Exercise details — Verbatim reproduction of the entries is required; images must be omitted.

───── Available data ─────

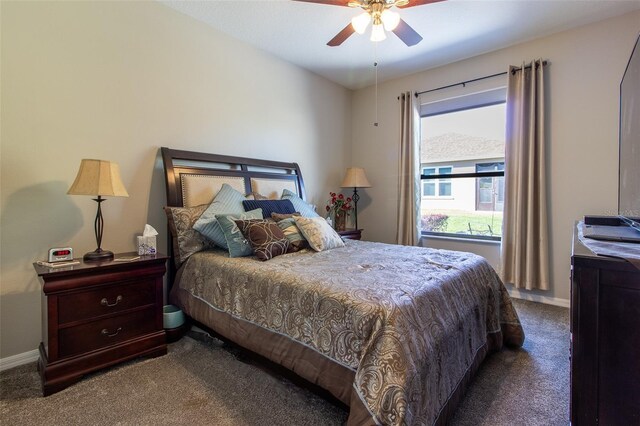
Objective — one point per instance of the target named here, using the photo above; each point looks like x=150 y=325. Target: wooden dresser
x=605 y=339
x=98 y=314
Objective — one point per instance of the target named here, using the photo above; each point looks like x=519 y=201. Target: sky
x=487 y=122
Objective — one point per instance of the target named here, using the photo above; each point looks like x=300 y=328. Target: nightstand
x=99 y=314
x=351 y=234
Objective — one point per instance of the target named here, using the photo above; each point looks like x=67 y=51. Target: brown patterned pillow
x=265 y=237
x=186 y=240
x=280 y=216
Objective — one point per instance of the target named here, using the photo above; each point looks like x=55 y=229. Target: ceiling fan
x=379 y=13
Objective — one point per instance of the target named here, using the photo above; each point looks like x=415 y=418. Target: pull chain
x=375 y=68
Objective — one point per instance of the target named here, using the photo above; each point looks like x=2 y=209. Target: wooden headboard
x=194 y=178
x=182 y=166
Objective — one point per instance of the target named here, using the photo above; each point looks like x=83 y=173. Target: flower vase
x=340 y=220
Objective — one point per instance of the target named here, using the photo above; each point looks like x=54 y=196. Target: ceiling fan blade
x=416 y=3
x=328 y=2
x=407 y=34
x=341 y=36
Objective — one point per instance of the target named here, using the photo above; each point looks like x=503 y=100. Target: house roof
x=297 y=31
x=450 y=147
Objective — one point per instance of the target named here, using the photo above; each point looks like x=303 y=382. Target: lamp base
x=98 y=255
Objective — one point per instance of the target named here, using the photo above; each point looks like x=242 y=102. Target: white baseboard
x=556 y=301
x=20 y=359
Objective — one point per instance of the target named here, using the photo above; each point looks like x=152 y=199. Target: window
x=437 y=187
x=462 y=164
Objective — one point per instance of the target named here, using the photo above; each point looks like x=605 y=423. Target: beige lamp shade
x=98 y=177
x=355 y=178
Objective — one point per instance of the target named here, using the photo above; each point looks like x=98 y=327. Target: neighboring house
x=457 y=153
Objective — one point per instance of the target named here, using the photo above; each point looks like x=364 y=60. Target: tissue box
x=146 y=245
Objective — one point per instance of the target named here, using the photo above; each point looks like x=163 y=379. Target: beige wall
x=116 y=81
x=584 y=77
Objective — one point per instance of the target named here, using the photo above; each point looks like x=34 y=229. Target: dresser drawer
x=105 y=300
x=106 y=332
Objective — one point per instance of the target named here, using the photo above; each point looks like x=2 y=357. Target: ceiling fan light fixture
x=361 y=22
x=390 y=19
x=377 y=33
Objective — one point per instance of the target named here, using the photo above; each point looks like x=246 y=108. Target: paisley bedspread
x=408 y=321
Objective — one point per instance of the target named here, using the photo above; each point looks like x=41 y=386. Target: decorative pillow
x=318 y=233
x=279 y=216
x=291 y=231
x=269 y=206
x=226 y=201
x=257 y=196
x=186 y=240
x=299 y=204
x=265 y=237
x=238 y=244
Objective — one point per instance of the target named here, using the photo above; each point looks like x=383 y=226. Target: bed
x=394 y=332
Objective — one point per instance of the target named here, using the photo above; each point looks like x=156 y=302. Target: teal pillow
x=226 y=201
x=299 y=204
x=237 y=243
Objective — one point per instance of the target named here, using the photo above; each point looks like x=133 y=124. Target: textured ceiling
x=452 y=30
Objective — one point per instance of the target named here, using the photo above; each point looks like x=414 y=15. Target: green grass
x=482 y=223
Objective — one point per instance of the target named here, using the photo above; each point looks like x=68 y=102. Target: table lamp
x=99 y=178
x=355 y=178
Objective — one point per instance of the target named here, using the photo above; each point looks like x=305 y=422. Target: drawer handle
x=105 y=332
x=105 y=302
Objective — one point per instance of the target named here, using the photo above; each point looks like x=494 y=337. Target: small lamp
x=355 y=178
x=101 y=178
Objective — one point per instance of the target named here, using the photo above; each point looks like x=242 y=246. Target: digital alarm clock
x=60 y=254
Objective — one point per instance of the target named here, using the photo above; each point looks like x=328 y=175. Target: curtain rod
x=463 y=83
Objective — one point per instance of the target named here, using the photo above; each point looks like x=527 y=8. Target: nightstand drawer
x=106 y=300
x=106 y=332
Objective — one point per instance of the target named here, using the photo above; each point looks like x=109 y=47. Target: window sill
x=461 y=239
x=438 y=197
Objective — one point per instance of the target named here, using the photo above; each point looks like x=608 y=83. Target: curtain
x=408 y=230
x=525 y=239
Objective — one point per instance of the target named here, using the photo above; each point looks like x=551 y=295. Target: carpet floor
x=204 y=382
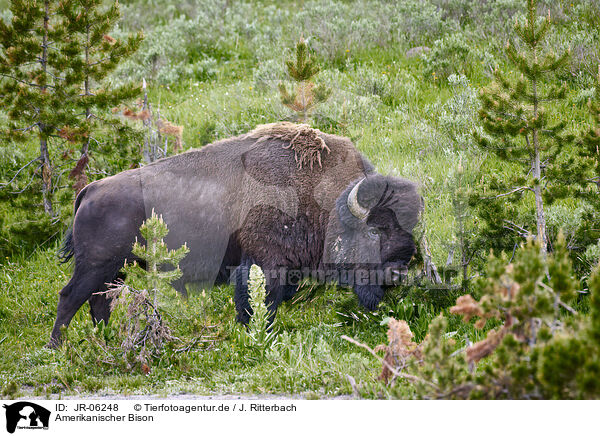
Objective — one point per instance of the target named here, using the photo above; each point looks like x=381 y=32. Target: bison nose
x=396 y=275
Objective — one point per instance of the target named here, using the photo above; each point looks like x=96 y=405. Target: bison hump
x=305 y=141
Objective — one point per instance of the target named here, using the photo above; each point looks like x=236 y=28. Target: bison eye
x=373 y=232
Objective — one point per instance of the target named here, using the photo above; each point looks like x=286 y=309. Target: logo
x=26 y=415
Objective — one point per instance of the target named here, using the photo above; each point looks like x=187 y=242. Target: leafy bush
x=537 y=352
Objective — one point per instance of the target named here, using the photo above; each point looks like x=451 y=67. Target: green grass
x=308 y=356
x=383 y=101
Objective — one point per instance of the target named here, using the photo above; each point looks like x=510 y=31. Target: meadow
x=213 y=67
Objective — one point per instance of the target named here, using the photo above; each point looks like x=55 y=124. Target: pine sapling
x=513 y=114
x=306 y=94
x=145 y=328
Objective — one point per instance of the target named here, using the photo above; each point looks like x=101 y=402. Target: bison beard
x=242 y=201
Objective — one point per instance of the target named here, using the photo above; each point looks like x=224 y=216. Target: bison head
x=369 y=237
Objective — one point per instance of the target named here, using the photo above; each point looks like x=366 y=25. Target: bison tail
x=65 y=253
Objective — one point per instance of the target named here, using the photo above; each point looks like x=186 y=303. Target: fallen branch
x=393 y=370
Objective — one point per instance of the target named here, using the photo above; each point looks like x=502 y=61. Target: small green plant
x=260 y=335
x=306 y=96
x=145 y=329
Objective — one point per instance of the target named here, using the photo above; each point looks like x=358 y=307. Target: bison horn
x=354 y=206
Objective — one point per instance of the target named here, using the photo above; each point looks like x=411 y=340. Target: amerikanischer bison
x=289 y=198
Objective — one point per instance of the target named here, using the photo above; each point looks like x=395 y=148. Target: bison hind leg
x=242 y=304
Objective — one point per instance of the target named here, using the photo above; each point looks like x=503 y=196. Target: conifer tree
x=38 y=83
x=155 y=254
x=514 y=116
x=306 y=95
x=54 y=56
x=591 y=140
x=95 y=55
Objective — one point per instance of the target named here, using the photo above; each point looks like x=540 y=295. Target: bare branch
x=4 y=185
x=519 y=189
x=393 y=370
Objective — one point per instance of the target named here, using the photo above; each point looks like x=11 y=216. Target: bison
x=289 y=198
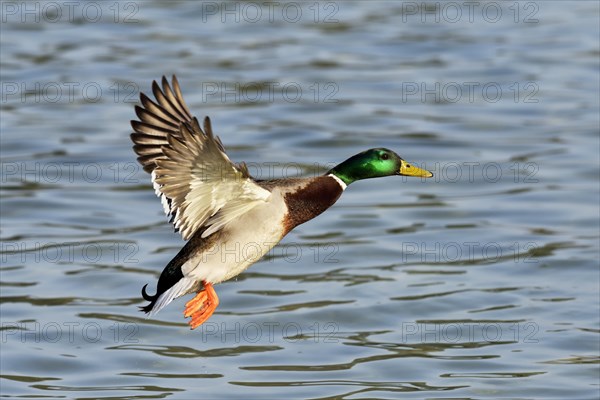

─────

Output for this task —
Objective — one point per instance of the target named here, using the photo above; each point looks like x=150 y=325. Target: wooden dresser
x=605 y=339
x=98 y=314
Objective — one point per instance of the target named here, using the photo above; each point looks like x=519 y=201. Target: sky
x=487 y=122
Objective — one point per instance of the target named here, using the photo above; each point looks like x=300 y=328. Target: nightstand
x=99 y=314
x=351 y=234
Objective — one point per instance of the target named here, using the photo above; each point looks like x=67 y=51. Target: brown patterned pillow
x=265 y=237
x=186 y=240
x=280 y=216
Objective — one point per instance of the target named here, using the photo above; each point looks like x=55 y=229. Target: ceiling fan
x=379 y=13
Objective — one point per instance of the target named here, using the photo above; each point looks like x=415 y=418. Target: pull chain
x=375 y=68
Objective — one point per instance of the target named here, using the photo above; each point looks like x=2 y=209. Target: wooden headboard
x=194 y=178
x=182 y=166
Objective — one point per instance of the target named here, using the photo above; each point looks like x=83 y=173. Target: flower vase
x=340 y=220
Objective — one point per instance of the target named here, using the photo above; each point looks like x=54 y=196. Target: ceiling fan blade
x=416 y=3
x=328 y=2
x=407 y=34
x=341 y=36
Objective — one point per instance of the target named here, using the photo above; each point looks like x=503 y=100. Target: house roof
x=297 y=31
x=450 y=147
Objective — one point per instance of the target named here, using the photo above; each point looks like x=303 y=382. Target: lamp base
x=98 y=255
Objective — one point per instance of the target named here, using the photo above; each point looks like x=242 y=102. Target: white baseboard
x=556 y=301
x=20 y=359
Objective — one point per instance of the target named here, using the photo above; each point looks like x=152 y=199. Target: window
x=437 y=187
x=462 y=164
Objective — one point per instance of the target named here, using the photo above; each point looks like x=605 y=423. Target: beige lamp shade
x=98 y=177
x=355 y=178
Objective — one point per instance of the target named here, using the photo above; each point looks like x=98 y=327. Target: neighboring house
x=457 y=153
Objective — one point per instance of the target named here, using the photo above; each point looks like x=364 y=60. Target: tissue box
x=146 y=245
Objective — one point per instance of the target named here, using the photo above; each point looks like x=163 y=379. Target: beige wall
x=116 y=81
x=584 y=77
Objective — one point per instance of the target named here, using the photo above; each point looks like x=34 y=229. Target: dresser drawer
x=105 y=300
x=106 y=332
Objective — one point per instance of the target named here, using the photo above; each point looks like x=2 y=357. Target: ceiling fan light fixture
x=361 y=22
x=390 y=19
x=377 y=33
Objective — one point per instance of the target named here, using the photo above; each point looks like x=246 y=108. Target: paisley bedspread
x=408 y=321
Objective — one point per instance of the target named here, using the photo above; each point looks like x=41 y=386. Target: decorative pillow
x=318 y=233
x=279 y=216
x=291 y=231
x=269 y=206
x=226 y=201
x=257 y=196
x=186 y=240
x=299 y=204
x=265 y=237
x=238 y=244
Objective — one point per instance of the target named here, using the photo above; each point looks like x=383 y=226. Target: bed
x=394 y=332
Objective — one point per instance of the target named here, using the photo above; each point looks like x=156 y=302. Target: teal pillow
x=226 y=201
x=299 y=204
x=237 y=243
Objective — one point per instance of the target named here, using the photo above; each point looks like x=133 y=124. Target: textured ceiling
x=452 y=30
Objective — one point per instance of the target named here, using the photo above; each point looks like x=414 y=15. Target: green grass
x=482 y=223
Objective — one point per instance of the target named here, using the photo above; each point looks like x=68 y=102. Target: table lamp
x=99 y=178
x=355 y=178
Objective — one point per instance of the target named here, using the photo above; each point looks like x=305 y=422. Target: drawer handle
x=105 y=332
x=105 y=302
Objective — one point per instance of the target named here, using the photo above; each point looks like x=494 y=337. Target: small lamp
x=355 y=178
x=101 y=178
Objective — one point per instance of the target named here, using the photo above; each point looks like x=242 y=246. Target: digital alarm clock
x=60 y=254
Objective — one point per instance of the target named here, using the photo above; each point looks like x=328 y=175. Target: curtain rod
x=463 y=83
Objective — one point per instance of the target named here, using the photo above; each point looks like x=527 y=8. Target: nightstand drawer
x=106 y=300
x=106 y=332
Objective — one point per instance of the target named here, using the photo above; each point looks like x=109 y=47. Target: window sill
x=461 y=239
x=438 y=197
Objective — one point per instance of the target named here, using the photo above; each point looks like x=608 y=83. Target: curtain
x=408 y=230
x=525 y=239
Objective — one point per instance of the target named here, using the photo above; each point looks like x=551 y=295. Target: carpet floor
x=204 y=382
Objective — one point per instance of the target named here, using the photo above; each point looks like x=381 y=32. Target: bison nose
x=396 y=275
Objective — one point per instance of the target named here, using the photo above; each point looks like x=96 y=405. Target: bison hump
x=305 y=141
Objective — one point per instance of the target named here, using the photo above; each point looks like x=236 y=28. Target: bison eye
x=373 y=232
Objective — one point per instance of the target named here, using the photo above; each point looks like x=286 y=309. Target: logo
x=26 y=415
Objective — one point per instance of the target named here, using the photo above; each point looks like x=187 y=242. Target: leafy bush
x=537 y=352
Objective — one point per instance of the target named here, using the photo above; each point looks like x=451 y=67. Target: green grass
x=308 y=356
x=383 y=101
Objective — one point per instance of the target named here, using the photo above; each point looks like x=510 y=31. Target: meadow
x=213 y=67
Objective — one point per instance of the target named here, using the photo above; each point looks like x=55 y=124. Target: pine sapling
x=513 y=114
x=306 y=94
x=145 y=328
Objective — one point per instance of the target named here, using the photo above; each point looks like x=101 y=402. Target: bison beard
x=242 y=201
Objective — one point per instance of the target named here, using the photo above; each point looks like x=224 y=216. Target: bison head
x=369 y=237
Objective — one point per instance of the target named here, using the photo above; each point looks like x=366 y=25. Target: bison tail
x=65 y=253
Objective — one point per instance of the target named here, using the photo above; each point looks like x=186 y=303. Target: fallen branch
x=393 y=370
Objective — one point per instance of the target named here, using the photo above; each point looks like x=502 y=61. Target: small green plant
x=260 y=335
x=306 y=96
x=145 y=329
Objective — one point per instance of the target named here, using the photo above; each point looks like x=358 y=307. Target: bison horn
x=354 y=206
Objective — one point per instance of the target named here, using the photo above; each point looks like x=411 y=340. Target: amerikanischer bison
x=289 y=198
Objective — one point per instance of the target named here, using the photo above; each point looks like x=395 y=148. Target: bison hind leg
x=242 y=304
Objective — one point per instance of the target named here, using the photo above; each point looks like x=503 y=196. Target: conifer tree
x=38 y=83
x=155 y=254
x=514 y=116
x=306 y=95
x=54 y=56
x=591 y=140
x=95 y=55
Objective — one point per instance of the target named here, using the photo above; each point looks like x=540 y=295. Target: bare branch
x=4 y=185
x=519 y=189
x=393 y=370
Objective — one point per instance of the target named here, using the photo above; each point looks like x=11 y=216. Target: bison
x=289 y=198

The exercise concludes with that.